- _Problem statement_: Which lines in the records below contain the word "funicular"? Copy each one out.

- _Record set_:
---------------

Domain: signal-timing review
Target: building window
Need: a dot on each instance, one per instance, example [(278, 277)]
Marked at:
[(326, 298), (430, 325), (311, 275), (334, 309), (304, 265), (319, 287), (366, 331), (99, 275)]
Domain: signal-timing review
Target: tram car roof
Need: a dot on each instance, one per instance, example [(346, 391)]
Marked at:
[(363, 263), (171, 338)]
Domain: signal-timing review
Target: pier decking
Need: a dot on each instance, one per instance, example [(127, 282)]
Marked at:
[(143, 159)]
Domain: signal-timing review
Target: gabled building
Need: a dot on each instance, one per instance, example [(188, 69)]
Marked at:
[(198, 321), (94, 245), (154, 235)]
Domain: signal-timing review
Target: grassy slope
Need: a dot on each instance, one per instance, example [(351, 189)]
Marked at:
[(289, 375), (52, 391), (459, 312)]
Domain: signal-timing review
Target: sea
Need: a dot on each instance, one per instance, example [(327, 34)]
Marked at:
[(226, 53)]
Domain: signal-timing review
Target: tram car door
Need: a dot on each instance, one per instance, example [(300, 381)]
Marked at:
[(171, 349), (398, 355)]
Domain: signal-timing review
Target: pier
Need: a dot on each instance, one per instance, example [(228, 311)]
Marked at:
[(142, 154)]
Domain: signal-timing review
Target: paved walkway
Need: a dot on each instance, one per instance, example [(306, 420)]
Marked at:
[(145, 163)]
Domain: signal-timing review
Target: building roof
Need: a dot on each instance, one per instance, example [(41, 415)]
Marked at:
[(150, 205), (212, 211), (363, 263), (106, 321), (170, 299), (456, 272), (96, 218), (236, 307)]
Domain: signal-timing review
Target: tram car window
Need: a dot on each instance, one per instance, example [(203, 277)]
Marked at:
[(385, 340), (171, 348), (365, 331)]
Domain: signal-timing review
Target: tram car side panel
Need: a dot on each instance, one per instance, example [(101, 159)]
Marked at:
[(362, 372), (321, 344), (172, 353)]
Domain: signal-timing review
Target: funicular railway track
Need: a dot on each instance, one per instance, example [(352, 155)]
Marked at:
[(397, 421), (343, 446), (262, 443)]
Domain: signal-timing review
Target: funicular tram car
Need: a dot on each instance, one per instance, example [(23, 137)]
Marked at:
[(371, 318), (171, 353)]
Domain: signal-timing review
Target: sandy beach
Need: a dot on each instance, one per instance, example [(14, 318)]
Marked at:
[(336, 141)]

---------------

- _Answer to this problem_:
Target: funicular railway track
Target: funicular tram car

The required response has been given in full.